The Crown
7.6
The Crown

Série Netflix (2016)

Voir la série

En cette période de confinement, j'en profite pour me rattraper sur quelques séries dont j'ai raté les premières saisons. Et quelle surprise ! Quel coup de coeur ! Quel chef-d'oeuvre que cette série historique centrée sur le règne de la reine d'Angleterre, Élisabeth II. Je ne doutais pas un instant de sa qualité mais j'étais loin de penser que ça me plairait autant et, en dehors de ce qu'elle nous apprend d'un point de vue historique, je pense que sa réussite tient essentiellement à l'excellente performance des acteurs qui fait vibrer émotionnellement The Crown.
★ ★ ★ ★ ★
§ Consignes
1. Pour chaque affirmation, dites par oui ou non si elle concorde avec la critique de The Crown, en citant les mots exacts qui tranchent. (a) La personne qui écrit a suivi les premières saisons au moment de leur sortie. (b) La série raconte le règne d'Élisabeth II. (c) D'après la critique, la réussite de la série tient surtout au jeu des acteurs.
2. Poursuivez la critique de The Crown après sa dernière phrase.
La liste n'a aucun rapport avec la critique de The Crown.
★ ★ ★ ★ ★
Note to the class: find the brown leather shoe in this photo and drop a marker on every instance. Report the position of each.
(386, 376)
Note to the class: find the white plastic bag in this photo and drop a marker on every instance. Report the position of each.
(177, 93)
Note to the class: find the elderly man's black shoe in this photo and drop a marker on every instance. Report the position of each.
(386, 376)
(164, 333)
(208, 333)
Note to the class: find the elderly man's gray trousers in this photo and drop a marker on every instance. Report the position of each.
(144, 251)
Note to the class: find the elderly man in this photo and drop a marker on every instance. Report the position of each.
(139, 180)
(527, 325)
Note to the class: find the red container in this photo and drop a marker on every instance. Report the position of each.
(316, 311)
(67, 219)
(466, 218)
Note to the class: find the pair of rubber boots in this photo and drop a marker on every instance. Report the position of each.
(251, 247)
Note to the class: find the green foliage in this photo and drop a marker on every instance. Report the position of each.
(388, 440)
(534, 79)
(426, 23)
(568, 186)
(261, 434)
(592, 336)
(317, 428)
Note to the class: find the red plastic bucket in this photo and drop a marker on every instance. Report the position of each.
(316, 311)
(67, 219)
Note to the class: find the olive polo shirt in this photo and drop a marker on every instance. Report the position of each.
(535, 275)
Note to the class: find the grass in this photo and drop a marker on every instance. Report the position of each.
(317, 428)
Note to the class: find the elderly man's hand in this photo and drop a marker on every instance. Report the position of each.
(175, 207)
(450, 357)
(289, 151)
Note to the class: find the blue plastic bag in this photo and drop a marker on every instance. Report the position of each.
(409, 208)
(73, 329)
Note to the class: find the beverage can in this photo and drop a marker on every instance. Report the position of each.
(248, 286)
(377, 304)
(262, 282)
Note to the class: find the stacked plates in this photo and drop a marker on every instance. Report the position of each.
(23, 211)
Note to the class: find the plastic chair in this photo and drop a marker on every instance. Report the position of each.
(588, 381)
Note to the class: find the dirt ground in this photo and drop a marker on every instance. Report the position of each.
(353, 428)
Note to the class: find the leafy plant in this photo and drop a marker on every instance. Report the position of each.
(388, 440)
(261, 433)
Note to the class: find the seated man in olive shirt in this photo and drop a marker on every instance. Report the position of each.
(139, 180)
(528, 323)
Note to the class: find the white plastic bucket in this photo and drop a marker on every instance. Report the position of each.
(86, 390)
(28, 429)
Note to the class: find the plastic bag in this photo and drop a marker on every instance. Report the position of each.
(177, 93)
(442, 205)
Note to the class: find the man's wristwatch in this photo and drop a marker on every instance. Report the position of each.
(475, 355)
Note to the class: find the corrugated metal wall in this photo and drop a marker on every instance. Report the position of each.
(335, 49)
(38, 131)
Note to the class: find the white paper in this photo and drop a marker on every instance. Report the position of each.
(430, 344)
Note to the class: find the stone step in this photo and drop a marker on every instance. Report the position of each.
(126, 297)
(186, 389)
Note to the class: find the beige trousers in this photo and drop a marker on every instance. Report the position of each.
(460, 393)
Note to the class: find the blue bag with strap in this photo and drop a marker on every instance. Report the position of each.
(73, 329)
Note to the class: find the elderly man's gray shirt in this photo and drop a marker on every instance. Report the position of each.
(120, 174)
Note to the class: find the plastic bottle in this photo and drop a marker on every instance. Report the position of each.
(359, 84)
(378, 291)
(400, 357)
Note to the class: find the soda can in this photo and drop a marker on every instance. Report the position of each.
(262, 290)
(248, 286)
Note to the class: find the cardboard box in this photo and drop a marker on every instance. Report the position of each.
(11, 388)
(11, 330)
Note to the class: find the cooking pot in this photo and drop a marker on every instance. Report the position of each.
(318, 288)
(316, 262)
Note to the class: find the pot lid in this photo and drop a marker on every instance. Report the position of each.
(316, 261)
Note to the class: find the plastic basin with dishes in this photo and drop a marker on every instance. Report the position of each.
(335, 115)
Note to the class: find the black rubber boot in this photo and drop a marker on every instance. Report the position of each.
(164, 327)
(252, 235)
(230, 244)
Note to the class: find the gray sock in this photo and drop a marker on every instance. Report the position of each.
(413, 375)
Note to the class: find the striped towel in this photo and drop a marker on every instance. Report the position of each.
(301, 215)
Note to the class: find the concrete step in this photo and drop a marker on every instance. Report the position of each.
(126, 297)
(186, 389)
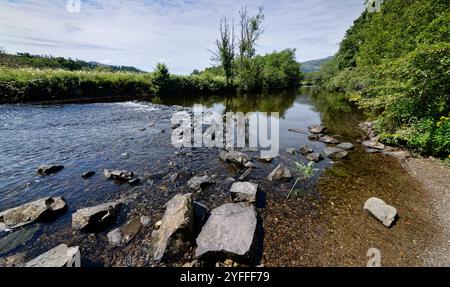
★ ★ ★ ★ ★
§ Réponses
1.
(a) Non : « dont j'ai raté les premières saisons ».
(b) Oui : « centrée sur le règne de la reine d'Angleterre, Élisabeth II ».
(c) Oui : « sa réussite tient essentiellement à l'excellente performance des acteurs ».

2.
Annoncée en six saisons de dix épisodes, et segmentée en trois distributions distinctes afin de refléter au mieux l'âge des personnages, The Crown est créée par Peter Morgan qui connait la famille royale britannique sur le bout des doigts. Il avait déjà signé le scénario de The Queen, sorti en 2006, avec Helen Mirren et a également écrit une pièce de théâtre, The Audience, qui racontait les différents entretiens de la Reine avec ses multiples Premiers Ministres. Dans cette série, force est de constater la minutie avec laquelle il dépeint cette figure royale, en partant de faits avérés, qu'ils soient d'ordre familial, politique ou historique. Ce n'est qu'à partir de cette base solide qu'il tricote la fiction, et pour le novice en la matière que je suis, la limite avec la réalité est imperceptible. Bien sûr, je me doute que les événements choisis pour la série doivent garder le public en haleine mais c'est sacrément bien écrit, que ce soit dans les scènes d'intimité ou de vie publique. J'ai trouvé que The Crown envoie du très lourd ! C'est vraiment palpitant et brillamment interprété.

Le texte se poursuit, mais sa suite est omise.